曲解された法に苦しむ(アフガニスタン)


 夫が、枕の下から取り出したナイフを振り上げるのが見え、刃物がほおに深く入ったのが分かった。次はのどを切り裂く気だと思った。「お母さんを殺さないで」。横で寝ていた9歳の息子の金切り声が聞こえた。

 アフガニスタンの首都カブール。民放テレビ局の映像記者ミナ・フセインは、はれ上がった顔のわずかに開く唇を動かし、夫に殺されかけた夜のことを話した。
 「外で働いてほかの男の目にさらされる妻などイスラム教徒として殺さなければならない、と考えたはずよ」。息子の叫びで逃走した夫は行方知れずだ。2004年に制定された憲法は、イスラム教徒の生活の規範や女性の自由と権利をも広く保障したシャリア(イスラム法)を土台に編まれた。

 しかしこの国では聖典コーランの教えやシャリアと、男性優位の部族・地域の古い伝統や慣習とが混同されている。女性の就学や就職を認めない、強制結婚、ブルカの着用…。曲解されたシャリアが女性たちの人生に重くのしかかっている。

教育の欠如
 24歳のミナは、戦火を避け隣国イランで暮らしていた13歳のころ、11歳上の親せきの男に性的関係を強いられ、その男の妻となる以外、生きていく道はなくなった。子ども2人をもうけ、アフガニスタンに平和が戻り始めた2年前、家族でカブールに帰った。
 夫はイランに出稼ぎに行ったが仕送りがない。困ったミナはイランで学んだ撮影技術を使えるテレビ局で働き始めた。「外で働く嫁など殺してしまえ」。しゅうとは面と向かって言った。ミナが働いていると聞きつけた夫がイランから戻り、事件は起きた。

 「シャリアは本来、ビジネス経営、教育、政治参加など、あらゆる面で女性の自由と権利を保障しているのです。戦争の前線に送ることと重労働に就かせることは禁じていますがね」。50歳のイスラム法学者セディク・ムスリムは長いあごひげを時折なでながらイスラムの民主性を説く。

....................

• 練習問題:
1: 本文によると、2004年に制定された憲法は何を土台に編まれましたか。
2: 本文のうち、「曲解された法に苦しむ(アフガニスタン)」で始まり「前、家族でカブールに帰った。」で終わる部分を、一字一句そのまま書き写してください。

• 抽出項目:
....................

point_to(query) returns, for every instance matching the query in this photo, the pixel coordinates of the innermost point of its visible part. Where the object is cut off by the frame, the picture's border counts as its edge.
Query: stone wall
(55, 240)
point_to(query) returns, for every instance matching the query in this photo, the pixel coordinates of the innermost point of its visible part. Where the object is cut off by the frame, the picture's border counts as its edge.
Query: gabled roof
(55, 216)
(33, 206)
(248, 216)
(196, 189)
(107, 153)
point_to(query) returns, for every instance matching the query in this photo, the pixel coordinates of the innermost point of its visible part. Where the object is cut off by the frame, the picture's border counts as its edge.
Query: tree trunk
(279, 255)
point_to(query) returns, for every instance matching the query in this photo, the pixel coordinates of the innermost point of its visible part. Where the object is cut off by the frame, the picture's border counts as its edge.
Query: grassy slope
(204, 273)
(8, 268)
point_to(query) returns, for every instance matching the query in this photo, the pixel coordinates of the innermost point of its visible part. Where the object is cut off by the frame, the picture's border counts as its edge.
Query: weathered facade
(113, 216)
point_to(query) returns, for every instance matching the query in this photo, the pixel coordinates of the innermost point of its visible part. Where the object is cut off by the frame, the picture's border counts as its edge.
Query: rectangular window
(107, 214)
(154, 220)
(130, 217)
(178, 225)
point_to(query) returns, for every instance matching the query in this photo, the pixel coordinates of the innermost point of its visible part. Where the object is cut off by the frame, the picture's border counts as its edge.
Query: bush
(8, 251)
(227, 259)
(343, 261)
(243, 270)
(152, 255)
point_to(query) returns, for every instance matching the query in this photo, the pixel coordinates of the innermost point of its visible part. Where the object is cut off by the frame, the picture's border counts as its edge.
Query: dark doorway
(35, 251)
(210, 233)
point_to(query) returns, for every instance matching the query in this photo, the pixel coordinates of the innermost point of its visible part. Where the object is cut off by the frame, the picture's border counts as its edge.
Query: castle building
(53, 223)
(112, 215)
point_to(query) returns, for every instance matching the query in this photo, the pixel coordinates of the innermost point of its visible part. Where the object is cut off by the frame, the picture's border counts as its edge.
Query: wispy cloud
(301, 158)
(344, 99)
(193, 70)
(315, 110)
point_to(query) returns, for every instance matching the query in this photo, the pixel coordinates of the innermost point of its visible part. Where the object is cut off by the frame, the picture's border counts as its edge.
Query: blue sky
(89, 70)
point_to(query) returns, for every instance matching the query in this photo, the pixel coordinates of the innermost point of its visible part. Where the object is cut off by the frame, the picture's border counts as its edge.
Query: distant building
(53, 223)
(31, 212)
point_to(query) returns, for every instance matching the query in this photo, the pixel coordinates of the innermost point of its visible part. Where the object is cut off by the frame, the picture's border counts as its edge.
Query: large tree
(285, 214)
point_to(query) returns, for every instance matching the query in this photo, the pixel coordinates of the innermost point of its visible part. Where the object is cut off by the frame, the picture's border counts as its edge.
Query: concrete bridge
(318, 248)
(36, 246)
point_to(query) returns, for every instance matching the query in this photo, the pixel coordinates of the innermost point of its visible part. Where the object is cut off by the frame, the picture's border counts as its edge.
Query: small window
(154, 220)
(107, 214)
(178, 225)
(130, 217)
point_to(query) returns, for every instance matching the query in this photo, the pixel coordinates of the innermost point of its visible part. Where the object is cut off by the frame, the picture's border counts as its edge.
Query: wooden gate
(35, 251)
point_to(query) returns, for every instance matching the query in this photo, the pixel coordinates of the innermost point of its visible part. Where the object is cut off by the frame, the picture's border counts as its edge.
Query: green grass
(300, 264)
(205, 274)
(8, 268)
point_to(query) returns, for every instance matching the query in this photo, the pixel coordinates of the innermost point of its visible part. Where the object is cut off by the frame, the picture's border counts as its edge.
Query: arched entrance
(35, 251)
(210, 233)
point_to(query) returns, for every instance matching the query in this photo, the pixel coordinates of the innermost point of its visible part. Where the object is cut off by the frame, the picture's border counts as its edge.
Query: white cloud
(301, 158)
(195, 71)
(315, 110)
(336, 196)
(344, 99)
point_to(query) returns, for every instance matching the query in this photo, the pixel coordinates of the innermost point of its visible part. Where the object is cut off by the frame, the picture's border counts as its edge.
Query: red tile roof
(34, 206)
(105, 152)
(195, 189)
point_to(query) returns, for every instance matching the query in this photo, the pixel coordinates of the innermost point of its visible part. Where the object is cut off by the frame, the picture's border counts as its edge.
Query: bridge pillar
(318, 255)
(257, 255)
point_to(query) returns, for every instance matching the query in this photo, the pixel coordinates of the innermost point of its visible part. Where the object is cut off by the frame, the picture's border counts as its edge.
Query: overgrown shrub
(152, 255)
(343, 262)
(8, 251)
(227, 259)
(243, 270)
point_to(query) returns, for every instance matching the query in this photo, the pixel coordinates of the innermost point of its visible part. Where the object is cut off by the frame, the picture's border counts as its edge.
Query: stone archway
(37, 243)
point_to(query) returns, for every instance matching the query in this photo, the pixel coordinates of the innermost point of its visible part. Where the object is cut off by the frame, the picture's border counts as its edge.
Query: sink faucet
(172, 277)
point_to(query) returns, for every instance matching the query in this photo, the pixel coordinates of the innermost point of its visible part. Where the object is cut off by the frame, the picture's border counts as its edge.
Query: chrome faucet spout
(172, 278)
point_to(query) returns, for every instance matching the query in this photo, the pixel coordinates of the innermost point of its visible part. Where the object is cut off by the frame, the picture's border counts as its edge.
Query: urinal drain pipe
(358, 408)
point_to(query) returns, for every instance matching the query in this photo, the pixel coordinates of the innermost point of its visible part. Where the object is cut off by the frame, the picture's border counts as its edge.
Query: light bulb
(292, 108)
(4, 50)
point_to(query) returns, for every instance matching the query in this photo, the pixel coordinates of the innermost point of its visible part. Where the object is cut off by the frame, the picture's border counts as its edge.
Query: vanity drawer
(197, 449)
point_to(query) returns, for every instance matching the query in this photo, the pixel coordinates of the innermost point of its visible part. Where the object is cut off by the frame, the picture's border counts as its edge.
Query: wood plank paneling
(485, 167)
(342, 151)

....................

• 解答:
1: シャリア(イスラム法)を土台に編まれました。

2:
曲解された法に苦しむ(アフガニスタン)


 夫が、枕の下から取り出したナイフを振り上げるのが見え、刃物がほおに深く入ったのが分かった。次はのどを切り裂く気だと思った。「お母さんを殺さないで」。横で寝ていた9歳の息子の金切り声が聞こえた。

 アフガニスタンの首都カブール。民放テレビ局の映像記者ミナ・フセインは、はれ上がった顔のわずかに開く唇を動かし、夫に殺されかけた夜のことを話した。
 「外で働いてほかの男の目にさらされる妻などイスラム教徒として殺さなければならない、と考えたはずよ」。息子の叫びで逃走した夫は行方知れずだ。2004年に制定された憲法は、イスラム教徒の生活の規範や女性の自由と権利をも広く保障したシャリア(イスラム法)を土台に編まれた。

 しかしこの国では聖典コーランの教えやシャリアと、男性優位の部族・地域の古い伝統や慣習とが混同されている。女性の就学や就職を認めない、強制結婚、ブルカの着用…。曲解されたシャリアが女性たちの人生に重くのしかかっている。

教育の欠如
 24歳のミナは、戦火を避け隣国イランで暮らしていた13歳のころ、11歳上の親せきの男に性的関係を強いられ、その男の妻となる以外、生きていく道はなくなった。子ども2人をもうけ、アフガニスタンに平和が戻り始めた2年前、家族でカブールに帰った。